CEL ZADANIA 1 — Wyodrębnij z rekordów wszystkie wiersze, w których występuje słowo "water".

DOSTARCZONY TEKST —
Oto nasz kolejny świąteczny dzień w Szczyrku. Dzisiaj pogoda nam dopisała i weszliśmy na Skrzyczne. Zaraz po pysznym śniadanku zebraliśmy się i wyszliśmy w góry dołączyli do nas mój brat i moja mama. Postanowiliśmy wejść zielonym szlakiem gdyż wszyscy mówią, że trasa ta jest bardziej malownicza i lepsza do wchodzenia niż szlak niebieski. I tak też jest w rzeczywistości. Oto parę widoczków.
Aby wejść na szlak trzeba bardzo pilnować odejścia szlaku zaraz za centrum szczyrku w bok przez most nad Żylicą. Potem szlak z betonowych płyt pnie się w górę. Po drodze mijamy jeszcze domy. Od czasu do czasu na dużej prędkości mijają nas samochody mieszkańców podążających do swych domów. Więc trzeba uważać. Na szczęście szlak w końcu wchodzi w las. Początkowo trzeba się trochę przemęczyć bo pierwszy odcinek trasy pnie się dosyć mocno pod górę i szybko się wspinamy na wysokość. Początkowo wszyscy z wielkim zapałem zaczęli iść szybko w górę, no bo przecież nie takie rzeczy już się robiło. Jednak im dalej, co po niektórym zrzedła mina i musieli dojść do wniosku, że w takim tempie to się na górę nie wczłapiemy. Trzeba trochę zwolnić albo czasami odpocząć. I tak szliśmy coraz wyżej i wyżej i wyżej z kilkoma przerwami na zdjęcia. Wyżej trasa biegła już mniej stromo i podejście było naprawdę przyjemne. Ścieżka wiodła zakrętami i czasami ukazywał nam się widok szczytu, na który podążaliśmy. Moim zdaniem szlak już trochę wyżej jest naprawdę bardzo malowniczy. Tuż przed szczytem szlak przebiega przez środek trasy narciarskiej, na której niestety jest mnóstwo błota i trzeba uważać podczas trawersowania żeby nie zjechać w dół. Zaraz potem szlak znowu wiedzie przez las.

Rekordy ze zbioru danych anotacyjnych:
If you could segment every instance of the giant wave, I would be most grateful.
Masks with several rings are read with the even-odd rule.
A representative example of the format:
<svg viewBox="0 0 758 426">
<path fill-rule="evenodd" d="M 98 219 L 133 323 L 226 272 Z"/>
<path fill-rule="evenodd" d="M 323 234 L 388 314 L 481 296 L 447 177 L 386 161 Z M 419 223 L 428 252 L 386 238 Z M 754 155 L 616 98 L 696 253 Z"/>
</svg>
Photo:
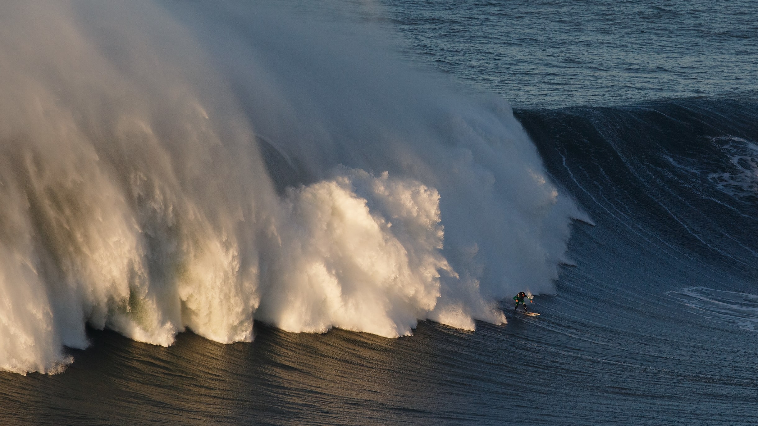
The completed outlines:
<svg viewBox="0 0 758 426">
<path fill-rule="evenodd" d="M 203 8 L 0 6 L 0 368 L 60 371 L 87 324 L 396 337 L 555 291 L 581 214 L 507 103 L 361 22 Z"/>
</svg>

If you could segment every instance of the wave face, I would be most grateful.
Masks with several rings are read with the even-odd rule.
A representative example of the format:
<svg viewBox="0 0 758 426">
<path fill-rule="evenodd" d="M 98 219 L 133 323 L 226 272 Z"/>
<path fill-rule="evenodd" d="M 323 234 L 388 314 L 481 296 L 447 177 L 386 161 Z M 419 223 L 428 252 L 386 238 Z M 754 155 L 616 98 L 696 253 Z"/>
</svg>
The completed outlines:
<svg viewBox="0 0 758 426">
<path fill-rule="evenodd" d="M 396 337 L 554 293 L 581 214 L 509 105 L 283 14 L 0 6 L 0 368 L 60 371 L 87 324 Z"/>
</svg>

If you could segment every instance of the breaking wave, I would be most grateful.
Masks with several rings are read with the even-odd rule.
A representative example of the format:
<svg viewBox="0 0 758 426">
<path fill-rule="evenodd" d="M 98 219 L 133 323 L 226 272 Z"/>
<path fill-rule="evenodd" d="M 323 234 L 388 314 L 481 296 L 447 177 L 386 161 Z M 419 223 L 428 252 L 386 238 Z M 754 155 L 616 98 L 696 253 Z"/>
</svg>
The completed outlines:
<svg viewBox="0 0 758 426">
<path fill-rule="evenodd" d="M 582 215 L 504 101 L 381 32 L 204 8 L 0 6 L 0 368 L 60 371 L 87 324 L 396 337 L 554 292 Z"/>
</svg>

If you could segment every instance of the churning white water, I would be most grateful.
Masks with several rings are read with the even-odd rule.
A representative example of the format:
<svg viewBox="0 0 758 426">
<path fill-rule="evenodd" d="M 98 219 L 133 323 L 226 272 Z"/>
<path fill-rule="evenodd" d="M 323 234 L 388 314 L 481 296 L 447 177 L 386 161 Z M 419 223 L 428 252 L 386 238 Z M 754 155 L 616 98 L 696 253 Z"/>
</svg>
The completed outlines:
<svg viewBox="0 0 758 426">
<path fill-rule="evenodd" d="M 357 25 L 214 8 L 0 5 L 0 368 L 59 371 L 87 324 L 396 337 L 554 291 L 579 213 L 506 102 Z"/>
</svg>

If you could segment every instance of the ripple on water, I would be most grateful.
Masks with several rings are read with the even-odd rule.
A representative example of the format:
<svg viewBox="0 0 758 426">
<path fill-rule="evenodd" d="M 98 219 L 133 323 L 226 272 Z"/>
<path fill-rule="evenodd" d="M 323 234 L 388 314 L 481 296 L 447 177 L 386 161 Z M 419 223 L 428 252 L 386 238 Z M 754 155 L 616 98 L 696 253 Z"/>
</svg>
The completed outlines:
<svg viewBox="0 0 758 426">
<path fill-rule="evenodd" d="M 687 287 L 666 294 L 705 318 L 758 331 L 758 296 L 707 287 Z"/>
</svg>

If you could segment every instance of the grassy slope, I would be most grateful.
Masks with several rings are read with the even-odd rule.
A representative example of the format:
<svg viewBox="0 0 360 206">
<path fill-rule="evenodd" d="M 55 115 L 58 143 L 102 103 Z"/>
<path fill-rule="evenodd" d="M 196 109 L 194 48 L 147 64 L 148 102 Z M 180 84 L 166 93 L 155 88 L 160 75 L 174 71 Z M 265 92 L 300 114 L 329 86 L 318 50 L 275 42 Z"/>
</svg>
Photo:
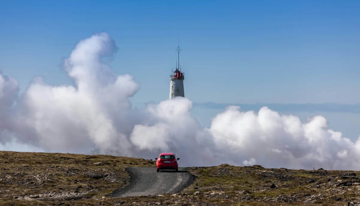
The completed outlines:
<svg viewBox="0 0 360 206">
<path fill-rule="evenodd" d="M 0 151 L 0 160 L 2 205 L 64 202 L 63 205 L 340 206 L 360 201 L 357 172 L 227 164 L 190 168 L 196 178 L 181 193 L 113 198 L 104 196 L 129 183 L 126 167 L 154 167 L 155 162 L 106 155 L 4 151 Z M 351 185 L 338 185 L 346 181 Z M 277 188 L 270 188 L 273 183 Z"/>
</svg>

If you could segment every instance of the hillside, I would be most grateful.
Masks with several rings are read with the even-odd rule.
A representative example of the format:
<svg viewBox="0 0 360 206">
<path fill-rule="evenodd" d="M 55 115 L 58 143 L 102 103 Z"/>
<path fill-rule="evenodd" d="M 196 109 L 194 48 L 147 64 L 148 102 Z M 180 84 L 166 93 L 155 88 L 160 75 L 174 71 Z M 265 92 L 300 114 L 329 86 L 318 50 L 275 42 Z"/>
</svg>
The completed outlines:
<svg viewBox="0 0 360 206">
<path fill-rule="evenodd" d="M 0 204 L 6 205 L 336 205 L 360 202 L 360 172 L 189 168 L 181 192 L 132 197 L 107 195 L 128 185 L 128 167 L 155 162 L 107 155 L 0 151 Z"/>
</svg>

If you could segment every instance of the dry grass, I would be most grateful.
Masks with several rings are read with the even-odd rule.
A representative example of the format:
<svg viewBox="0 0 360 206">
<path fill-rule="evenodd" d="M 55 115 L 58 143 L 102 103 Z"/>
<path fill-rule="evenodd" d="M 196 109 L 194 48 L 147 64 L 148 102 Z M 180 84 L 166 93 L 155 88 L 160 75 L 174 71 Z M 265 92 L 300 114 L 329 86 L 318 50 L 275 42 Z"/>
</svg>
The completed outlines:
<svg viewBox="0 0 360 206">
<path fill-rule="evenodd" d="M 226 164 L 193 167 L 188 170 L 196 177 L 195 181 L 180 193 L 112 198 L 105 196 L 129 184 L 126 167 L 154 167 L 155 162 L 106 155 L 5 151 L 0 151 L 0 205 L 4 205 L 339 206 L 360 201 L 357 171 Z M 273 183 L 277 188 L 270 188 Z"/>
<path fill-rule="evenodd" d="M 59 153 L 0 151 L 0 203 L 16 205 L 101 197 L 129 184 L 126 167 L 155 165 L 139 158 Z"/>
</svg>

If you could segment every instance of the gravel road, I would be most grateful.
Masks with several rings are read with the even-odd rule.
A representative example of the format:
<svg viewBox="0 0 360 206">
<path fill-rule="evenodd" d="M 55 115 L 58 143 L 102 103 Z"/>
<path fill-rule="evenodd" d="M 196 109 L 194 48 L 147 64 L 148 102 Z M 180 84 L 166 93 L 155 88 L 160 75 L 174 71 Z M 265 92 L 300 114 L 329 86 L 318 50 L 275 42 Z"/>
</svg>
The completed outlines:
<svg viewBox="0 0 360 206">
<path fill-rule="evenodd" d="M 163 193 L 177 193 L 194 181 L 194 175 L 179 168 L 179 171 L 161 170 L 156 168 L 128 168 L 131 176 L 130 185 L 114 192 L 113 197 L 153 195 Z"/>
</svg>

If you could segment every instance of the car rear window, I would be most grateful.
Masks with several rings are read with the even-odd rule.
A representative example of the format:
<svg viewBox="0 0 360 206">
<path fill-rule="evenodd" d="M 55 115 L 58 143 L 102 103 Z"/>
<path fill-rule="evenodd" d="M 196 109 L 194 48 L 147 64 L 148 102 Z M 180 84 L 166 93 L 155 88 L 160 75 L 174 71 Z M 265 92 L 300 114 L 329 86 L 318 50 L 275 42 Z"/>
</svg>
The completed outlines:
<svg viewBox="0 0 360 206">
<path fill-rule="evenodd" d="M 166 160 L 170 160 L 175 158 L 174 155 L 161 155 L 160 156 L 160 159 L 165 159 Z"/>
</svg>

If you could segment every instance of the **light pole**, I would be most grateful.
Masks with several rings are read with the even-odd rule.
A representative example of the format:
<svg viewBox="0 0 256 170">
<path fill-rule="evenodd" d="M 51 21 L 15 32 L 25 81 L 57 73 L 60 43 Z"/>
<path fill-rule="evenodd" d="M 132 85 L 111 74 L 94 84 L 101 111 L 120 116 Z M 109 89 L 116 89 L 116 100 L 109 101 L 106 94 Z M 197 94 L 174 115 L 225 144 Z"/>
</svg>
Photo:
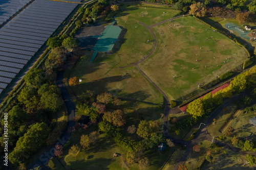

CEL ZADANIA 2 —
Odpowiedz na poniższe pytania na podstawie tekstu o wejściu na Skrzyczne.
(a) Którym szlakiem postanowiono wejść na Skrzyczne?
(b) Nad jaką rzeką przechodzi most, za którym odchodzi szlak?
(c) Przez środek czego przebiega szlak tuż przed szczytem?

OCZEKIWANY WYNIK 1 —
If you could segment every instance of the churning white water, I would be most grateful.
If you could segment every instance of the ripple on water, I would be most grateful.

OCZEKIWANY WYNIK 2 —
(a) Zielonym szlakiem.
(b) Nad Żylicą.
(c) Przez środek trasy narciarskiej.